___ RECORDED DATA
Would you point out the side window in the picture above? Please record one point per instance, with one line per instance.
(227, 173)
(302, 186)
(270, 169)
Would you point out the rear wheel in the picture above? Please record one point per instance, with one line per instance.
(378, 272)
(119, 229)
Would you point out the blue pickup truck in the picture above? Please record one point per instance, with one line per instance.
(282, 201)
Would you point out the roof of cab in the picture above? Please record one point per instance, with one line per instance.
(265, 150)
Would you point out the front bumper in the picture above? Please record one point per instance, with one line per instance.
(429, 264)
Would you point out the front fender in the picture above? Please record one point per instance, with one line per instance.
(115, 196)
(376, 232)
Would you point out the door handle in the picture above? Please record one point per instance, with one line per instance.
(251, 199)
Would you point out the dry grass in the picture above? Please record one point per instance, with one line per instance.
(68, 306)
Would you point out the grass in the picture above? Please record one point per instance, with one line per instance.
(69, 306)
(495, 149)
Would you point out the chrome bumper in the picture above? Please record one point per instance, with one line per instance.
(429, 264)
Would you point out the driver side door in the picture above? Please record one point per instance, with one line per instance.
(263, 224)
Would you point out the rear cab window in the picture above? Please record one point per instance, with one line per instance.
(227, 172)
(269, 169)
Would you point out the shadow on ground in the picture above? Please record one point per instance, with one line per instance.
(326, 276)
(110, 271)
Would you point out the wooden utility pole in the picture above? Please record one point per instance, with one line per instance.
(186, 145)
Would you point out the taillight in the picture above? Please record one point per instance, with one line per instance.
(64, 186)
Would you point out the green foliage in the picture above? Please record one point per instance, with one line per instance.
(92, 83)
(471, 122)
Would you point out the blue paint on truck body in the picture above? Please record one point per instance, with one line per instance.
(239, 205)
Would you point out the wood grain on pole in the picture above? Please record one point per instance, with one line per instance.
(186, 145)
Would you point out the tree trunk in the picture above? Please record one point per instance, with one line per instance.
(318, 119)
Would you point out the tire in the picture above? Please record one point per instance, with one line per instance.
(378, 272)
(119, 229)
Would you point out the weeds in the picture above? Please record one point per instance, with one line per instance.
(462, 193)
______
Rewrite the data from the line containing "Would you point out the green" through the end of the data, inclusive, replacing "foliage" with "leaves" and leaving everything else unchanged.

Would you point out the green leaves in the picture above? Please record one point per instance, with one line per instance.
(92, 83)
(471, 122)
Would you point out the blue paint on truck body in the picture above? Please record one point per instance, with one line per instance.
(239, 205)
Would you point out the wood grain on pole in the picture above? Please record one point per instance, with one line per instance.
(186, 145)
Would you point out the tree trunk in the picture above? Please record one point per instance, with one line per instance.
(318, 119)
Would you point out the tire in the picture above? Please record one point per instance, with one line per instance.
(378, 272)
(119, 229)
Would you point out the weeds in the picture above? Please record one point per instance, with one line per instance.
(462, 193)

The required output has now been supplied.